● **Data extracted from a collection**

*** Block opens ***

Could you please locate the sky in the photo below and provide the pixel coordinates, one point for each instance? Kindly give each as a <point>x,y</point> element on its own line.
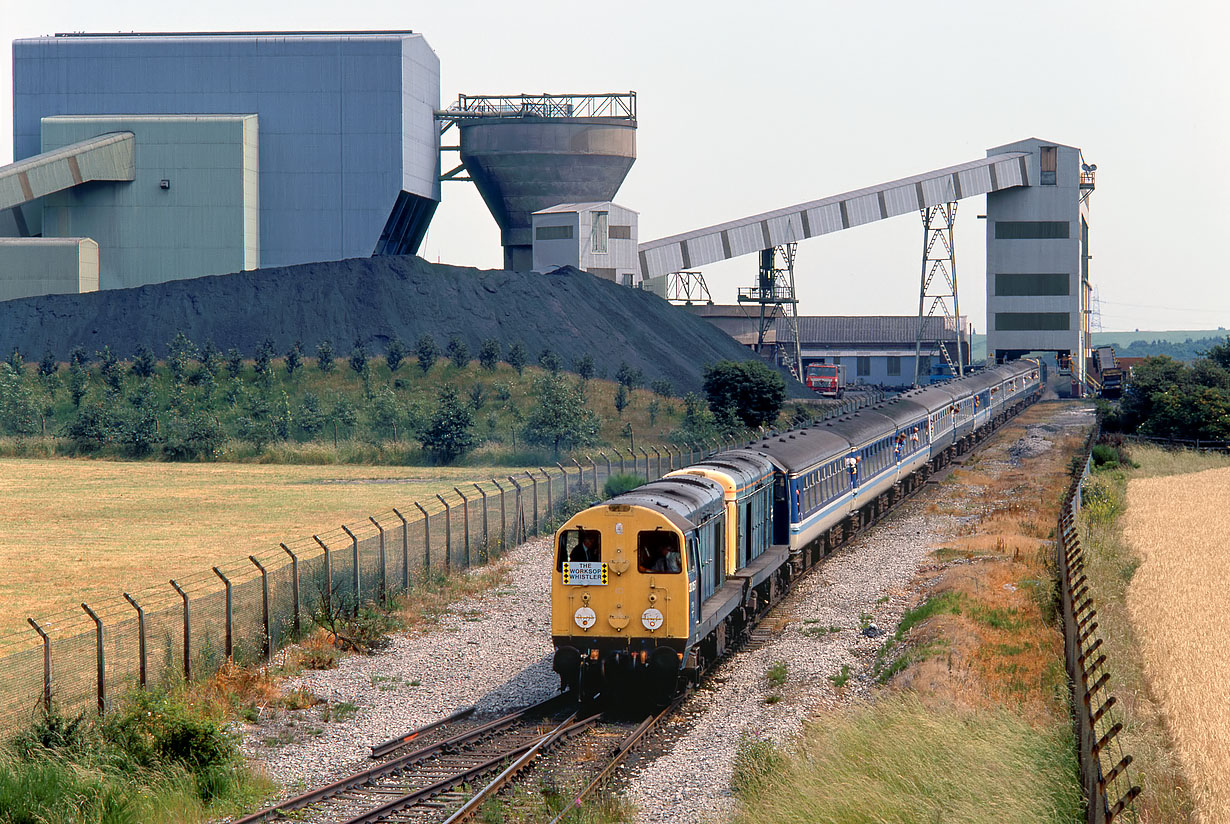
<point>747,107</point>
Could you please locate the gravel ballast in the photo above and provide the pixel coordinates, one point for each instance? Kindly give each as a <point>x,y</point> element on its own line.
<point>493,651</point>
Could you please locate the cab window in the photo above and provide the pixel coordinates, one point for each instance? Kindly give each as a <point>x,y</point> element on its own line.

*** Block closes ***

● **Task statement**
Could the entries above be restated word for word, with the pictures left out?

● **Answer section**
Could you please locate the sky in the photo below and provide the pixel coordinates, one point for each instance? Kindly give each as a <point>x,y</point> element on its own line.
<point>747,107</point>
Could you please locate the gravel ballast in the photo above and provide the pixel coordinates, one point for each instance? Kindly give each as a <point>x,y</point> element on its own line.
<point>493,651</point>
Could you please locate the cab window in the photo above and provide the pixel coordinates, one point for each instance? Kindly give each as a <point>x,y</point> element on its own line.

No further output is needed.